>> Start SELECTED EXCERPT

Is this possible? Thanks

EDIT

Essentially, I'm trying to emulate the following shader from glsl:

#version 450

layout(triangles) in;
layout(triangle_strip, max_vertices = 3) out;

layout(location = 0) in vec3 in_position[];
layout(location = 1) in vec3 in_normal[];
layout(location = 2) in vec2 in_uv[];

layout(location = 0) out vec3 out_position;
layout(location = 1) out vec3 out_normal;
layout(location = 2) out vec2 out_uv;

void main()
{
    vec3 p = abs(cross(in_position[1] - in_position[0], in_position[2] - in_position[0]));

    for (uint i = 0; i < 3; ++i)
    {
        out_position = in_position[i];
        out_normal = in_normal[i];
        out_uv = in_uv[i];

        if (p.z > p.x && p.z > p.y)
        {
            gl_Position = vec4(out_position.x, out_position.y, 0, 1);
        }
        else if (p.x > p.y && p.x > p.z)

>> End SELECTED EXCERPT

* _GOAL_: In the shader excerpt, what value is assigned to max_vertices in the output layout declaration? The material comes from a source unrelated to the shader excerpt.

>> Start SUPPLIED INFORMATION

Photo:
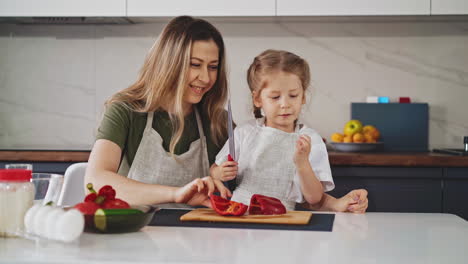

>> End SUPPLIED INFORMATION

* _EXPECTED OUTPUT_: 3